Reproduce word for word the part of the Britannia review starting at "The biggest change" and ending at "with premium-grade LSD.".

:: Text block

David Morrissey stars as glum villain Aulus - Sky UK
David Morrissey stars as glum villain Aulus - Sky UK

The biggest change as series three of Jez Butterworth’s Celts v Romans romp, Britannia (Sky Atlantic), kicks off is that they’ve switched the theme tune to T Rex’s Children of the Revolution. This is part of a pattern, with Donovan’s Season of the Witch having displaced his other big hit, Hurdy Gurdy Man, in the handover from series one and two.

That’s about as radical as the reinvention goes as playwright Butterworth, who wrote the script with brother Tom, dishes up yet another serving of delirious derring-do in the early years of Roman Britain. As before, Britannia unspools like Game of Thrones if filmed backstage at Glastonbury circa 1975 and where everyone’s coffee was spiked with premium-grade LSD.

::::
:: Listing

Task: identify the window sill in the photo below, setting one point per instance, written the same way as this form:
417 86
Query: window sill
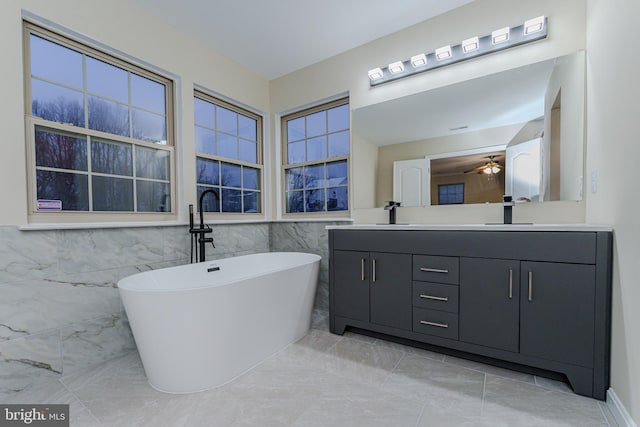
103 225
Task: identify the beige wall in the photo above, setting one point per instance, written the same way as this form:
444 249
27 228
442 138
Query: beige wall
478 188
348 73
125 28
613 152
568 79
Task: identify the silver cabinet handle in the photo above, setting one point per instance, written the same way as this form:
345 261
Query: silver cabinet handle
439 325
373 277
510 284
434 298
433 270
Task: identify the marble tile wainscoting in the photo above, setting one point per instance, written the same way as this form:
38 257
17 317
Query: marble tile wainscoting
60 310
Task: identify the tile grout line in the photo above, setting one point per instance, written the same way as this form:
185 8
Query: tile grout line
484 393
75 396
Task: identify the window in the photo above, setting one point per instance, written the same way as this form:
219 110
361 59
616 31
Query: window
100 135
228 143
316 159
450 194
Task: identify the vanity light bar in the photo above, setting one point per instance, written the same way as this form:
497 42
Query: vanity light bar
504 38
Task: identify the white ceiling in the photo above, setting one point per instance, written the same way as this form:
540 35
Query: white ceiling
276 37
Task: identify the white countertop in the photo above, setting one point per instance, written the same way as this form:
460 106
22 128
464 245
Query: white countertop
475 227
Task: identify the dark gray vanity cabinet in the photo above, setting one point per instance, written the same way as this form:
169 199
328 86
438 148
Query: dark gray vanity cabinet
490 302
557 316
373 287
529 300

::::

→ **Reply to the task**:
The biggest change as series three of Jez Butterworth’s Celts v Romans romp, Britannia (Sky Atlantic), kicks off is that they’ve switched the theme tune to T Rex’s Children of the Revolution. This is part of a pattern, with Donovan’s Season of the Witch having displaced his other big hit, Hurdy Gurdy Man, in the handover from series one and two.

That’s about as radical as the reinvention goes as playwright Butterworth, who wrote the script with brother Tom, dishes up yet another serving of delirious derring-do in the early years of Roman Britain. As before, Britannia unspools like Game of Thrones if filmed backstage at Glastonbury circa 1975 and where everyone’s coffee was spiked with premium-grade LSD.